**EXTRACT PROVIDED:**

Just lifted from Yahoo and the AP because I can't say it better than this:
Too many dollars, too few Army investigators
June 12, 2008 1:11 PM EDT
FORT BELVOIR, Va. - Double-billing. Bribes. Kickbacks. Military contracts are big targets for serious crimes - and there aren't nearly enough investigators to catch them all.
The Army's contracting budget has exploded since the wars in Iraq and Afghanistan began - from $46 billion in 2002 to $112 billion in 2007. Yet the number of people who hunt down crooked companies and corrupt officials has stayed about the same, according to Associated Press interviews and research.
Army investigation chiefs told the AP they need a dramatic increase in agents to fight contract fraud.
In combat zones, deals can be made quickly, often with foreign companies in countries where bribes are a routine part of doing business. Yet to monitor those billions in contracts, just under 100 civilian agents are assigned to the Army Criminal Investigation Command's procurement fraud office.
Even with more fraud police, there would be no guarantees. Flaws in how the Army awards and manages contracts, especially overseas, also need repairs to curb criminal activity.
"It's sort of like an assembly line for cars and having more checkers at the end of the line when the people aren't building the cars right," said Jacques Gansler, a military acquisition expert. "What we really need to eliminate the abuse is people doing it right in the first place."
Until that happens, the Army's procurement fraud team faces an increasingly complex workload that requires frequent overseas travel and specialized training to spot foul play in mountains of arcane paperwork.
"There's obviously more going on out there today than there was five years ago, but I have the same number of people," said Wes Kilgore, director of the command's Major Procurement Fraud Unit.
There are 95 ongoing investigations into Army contract irregularities in Iraq, Afghanistan and Kuwait. An additional 500 fraud cases have been launched in the United States, but most of those are not related to wartime contracts.
Under a proposal now being reviewed by senior Army officials at the Pentagon, Kilgore's staff would increase by 143 agents and 30 support personnel between 2010 and 2015. Army leaders approved a request last year to add 36 employees, including 23 agents. Those extra hands are still being hired or trained, however.

**INFORMATION PROVIDED:**
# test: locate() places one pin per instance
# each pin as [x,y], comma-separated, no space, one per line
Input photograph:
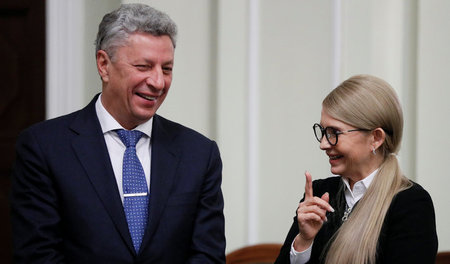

**TASK STATEMENT:** Please check each statement below against the article on Army contract fraud above, answering yes or no and quoting the words from the article that decide it. 1. The Army's contracting budget more than doubled between 2002 and 2007. 2. The number of people investigating crooked companies and corrupt officials grew along with the budget. 3. Most of the 500 fraud cases launched in the United States concern wartime contracts.

**RESULT FOR THIS EXERCISE:**
1. Yes: "from $46 billion in 2002 to $112 billion in 2007"
2. No: "the number of people who hunt down crooked companies and corrupt officials has stayed about the same"
3. No: "most of those are not related to wartime contracts"